─── Records provided ───

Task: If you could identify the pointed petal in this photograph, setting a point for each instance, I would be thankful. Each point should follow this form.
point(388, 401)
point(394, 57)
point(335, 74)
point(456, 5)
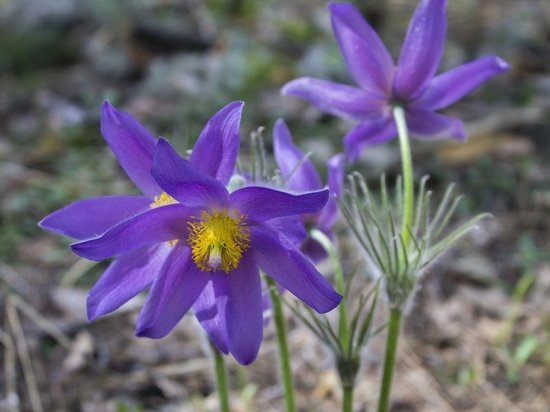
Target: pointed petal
point(329, 214)
point(91, 217)
point(291, 269)
point(313, 250)
point(154, 226)
point(297, 170)
point(452, 85)
point(368, 133)
point(291, 226)
point(336, 98)
point(132, 145)
point(209, 308)
point(424, 123)
point(184, 181)
point(422, 49)
point(215, 152)
point(262, 203)
point(368, 60)
point(174, 291)
point(128, 275)
point(244, 312)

───

__Task requirements__:
Restate word for word the entries above, starting at the line with "point(388, 401)" and ending at the line with "point(456, 5)", inclusive, and no others.

__Answer to this problem__:
point(388, 401)
point(394, 57)
point(335, 74)
point(456, 5)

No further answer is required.